What to produce » Rescale the listing below from its first line through the line containing "point(41, 18)", both included. Reproduce every line, requests included, with each point coordinate in the answers multiplied by 0.7 and rounded to a whole number (halves round up), and leave out the pictures.

---------- Dataset content ----------

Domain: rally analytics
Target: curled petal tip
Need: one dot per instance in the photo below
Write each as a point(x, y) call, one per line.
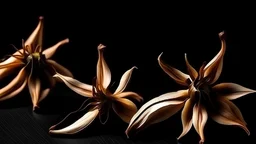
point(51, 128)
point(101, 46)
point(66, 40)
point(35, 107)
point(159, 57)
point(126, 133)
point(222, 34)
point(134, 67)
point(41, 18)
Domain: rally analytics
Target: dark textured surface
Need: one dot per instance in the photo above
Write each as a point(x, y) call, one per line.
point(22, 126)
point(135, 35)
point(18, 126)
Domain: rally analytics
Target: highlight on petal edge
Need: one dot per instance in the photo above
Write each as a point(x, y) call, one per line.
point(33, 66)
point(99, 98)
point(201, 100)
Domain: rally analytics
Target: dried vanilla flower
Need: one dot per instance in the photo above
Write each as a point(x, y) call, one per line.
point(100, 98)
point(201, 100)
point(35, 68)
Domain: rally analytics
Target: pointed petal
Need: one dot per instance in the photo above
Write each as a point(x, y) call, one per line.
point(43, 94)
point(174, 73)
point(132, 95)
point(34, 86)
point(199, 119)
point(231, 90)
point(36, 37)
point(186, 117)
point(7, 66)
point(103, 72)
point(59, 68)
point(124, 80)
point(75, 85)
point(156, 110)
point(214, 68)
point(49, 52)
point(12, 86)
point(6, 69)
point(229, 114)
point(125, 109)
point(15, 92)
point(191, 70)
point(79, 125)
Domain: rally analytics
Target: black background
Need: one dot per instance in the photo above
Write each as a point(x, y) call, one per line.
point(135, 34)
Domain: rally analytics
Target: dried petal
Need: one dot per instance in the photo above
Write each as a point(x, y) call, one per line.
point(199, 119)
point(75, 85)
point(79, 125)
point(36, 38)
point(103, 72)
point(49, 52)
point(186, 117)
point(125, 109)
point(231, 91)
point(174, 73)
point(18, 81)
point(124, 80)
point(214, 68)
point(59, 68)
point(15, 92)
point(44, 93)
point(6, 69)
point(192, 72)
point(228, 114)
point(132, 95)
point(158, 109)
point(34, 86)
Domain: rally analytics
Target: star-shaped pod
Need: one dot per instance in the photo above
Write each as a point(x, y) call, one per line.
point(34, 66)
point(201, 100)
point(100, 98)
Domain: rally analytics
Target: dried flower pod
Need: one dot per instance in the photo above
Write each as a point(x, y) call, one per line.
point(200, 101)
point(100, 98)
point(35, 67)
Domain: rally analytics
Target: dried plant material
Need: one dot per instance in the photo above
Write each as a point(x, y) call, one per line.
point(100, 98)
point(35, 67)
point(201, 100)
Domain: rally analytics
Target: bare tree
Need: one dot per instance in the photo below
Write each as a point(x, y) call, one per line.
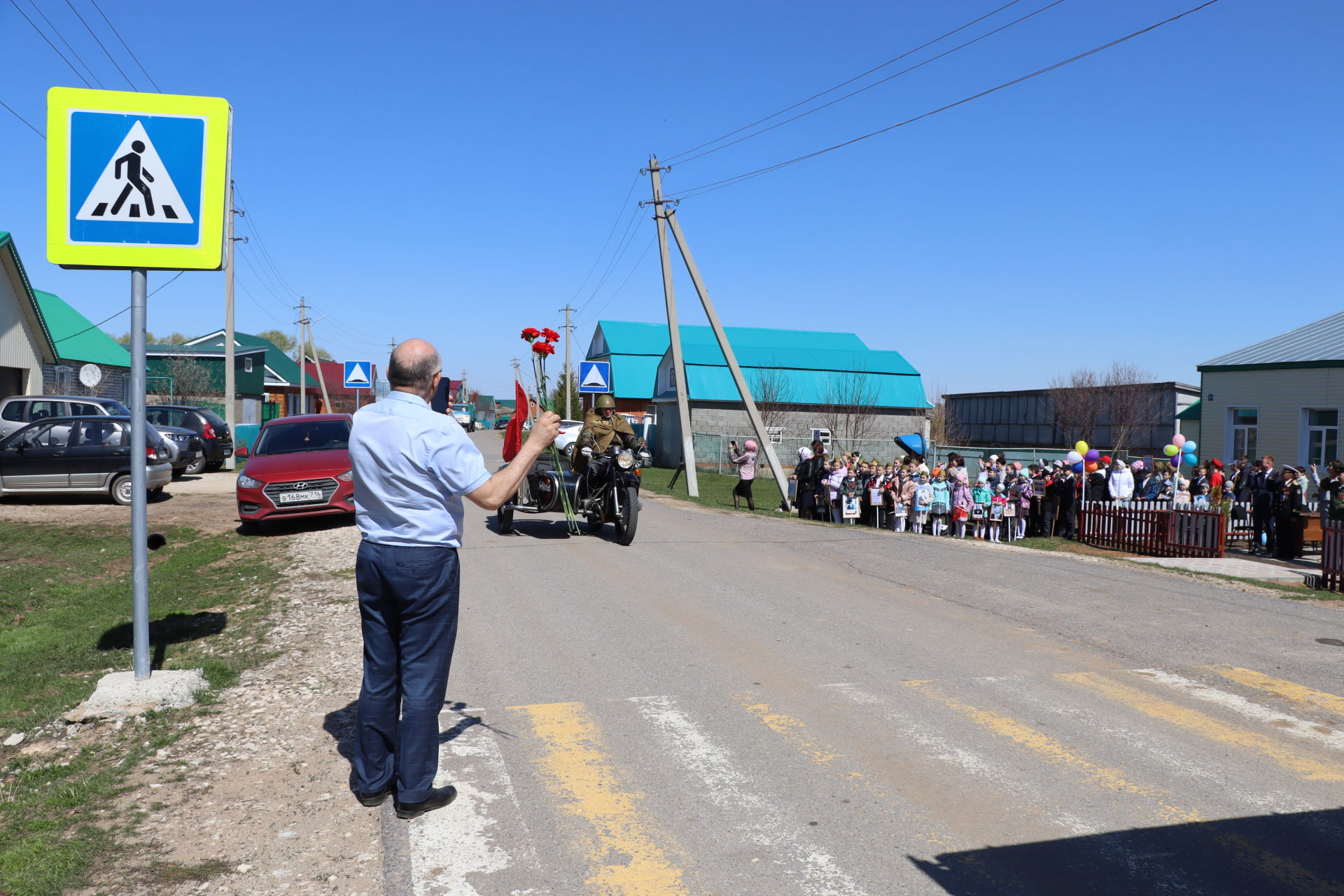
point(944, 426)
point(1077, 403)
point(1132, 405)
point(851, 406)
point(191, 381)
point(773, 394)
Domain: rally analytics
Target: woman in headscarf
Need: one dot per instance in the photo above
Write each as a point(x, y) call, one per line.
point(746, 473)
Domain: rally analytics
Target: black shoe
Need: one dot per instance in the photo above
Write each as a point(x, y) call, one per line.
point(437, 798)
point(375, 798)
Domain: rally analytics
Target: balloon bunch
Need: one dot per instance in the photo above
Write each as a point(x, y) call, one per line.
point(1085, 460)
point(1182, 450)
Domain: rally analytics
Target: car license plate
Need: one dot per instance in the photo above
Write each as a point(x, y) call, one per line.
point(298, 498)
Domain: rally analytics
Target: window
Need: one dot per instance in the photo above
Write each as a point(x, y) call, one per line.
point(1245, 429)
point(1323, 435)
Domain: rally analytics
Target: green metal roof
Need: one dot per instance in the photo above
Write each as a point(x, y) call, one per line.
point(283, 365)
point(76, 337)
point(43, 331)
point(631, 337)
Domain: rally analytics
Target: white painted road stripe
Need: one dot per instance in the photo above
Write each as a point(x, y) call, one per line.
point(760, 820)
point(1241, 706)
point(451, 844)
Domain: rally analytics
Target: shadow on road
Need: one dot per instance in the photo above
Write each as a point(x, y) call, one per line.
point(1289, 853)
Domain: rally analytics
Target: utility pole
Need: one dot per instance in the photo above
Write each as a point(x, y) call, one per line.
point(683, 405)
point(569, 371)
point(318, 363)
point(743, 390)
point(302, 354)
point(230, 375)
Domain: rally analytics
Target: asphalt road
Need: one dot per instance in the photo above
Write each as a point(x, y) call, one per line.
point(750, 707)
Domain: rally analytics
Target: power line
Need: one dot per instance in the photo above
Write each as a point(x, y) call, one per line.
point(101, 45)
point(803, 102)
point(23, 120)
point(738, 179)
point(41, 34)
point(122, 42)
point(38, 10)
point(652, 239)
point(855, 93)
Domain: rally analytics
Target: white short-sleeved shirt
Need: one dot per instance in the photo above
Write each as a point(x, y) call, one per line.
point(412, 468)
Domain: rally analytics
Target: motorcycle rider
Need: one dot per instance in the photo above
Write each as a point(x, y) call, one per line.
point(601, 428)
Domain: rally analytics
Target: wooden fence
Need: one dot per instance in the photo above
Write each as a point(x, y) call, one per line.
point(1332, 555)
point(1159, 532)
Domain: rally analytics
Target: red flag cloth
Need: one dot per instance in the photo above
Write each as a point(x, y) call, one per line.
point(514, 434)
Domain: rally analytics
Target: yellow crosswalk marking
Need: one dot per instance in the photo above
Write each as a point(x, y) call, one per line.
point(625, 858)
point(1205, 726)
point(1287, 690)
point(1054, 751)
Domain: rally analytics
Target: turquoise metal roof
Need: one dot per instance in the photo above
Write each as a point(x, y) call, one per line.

----------

Solution to this exercise »
Domain: rally analytics
Target: curled petal tip
Need: one dot per instance in the photo below
Write each as a point(x, y) call, one per line.
point(36, 90)
point(71, 32)
point(46, 28)
point(25, 75)
point(111, 40)
point(88, 93)
point(155, 24)
point(94, 47)
point(29, 13)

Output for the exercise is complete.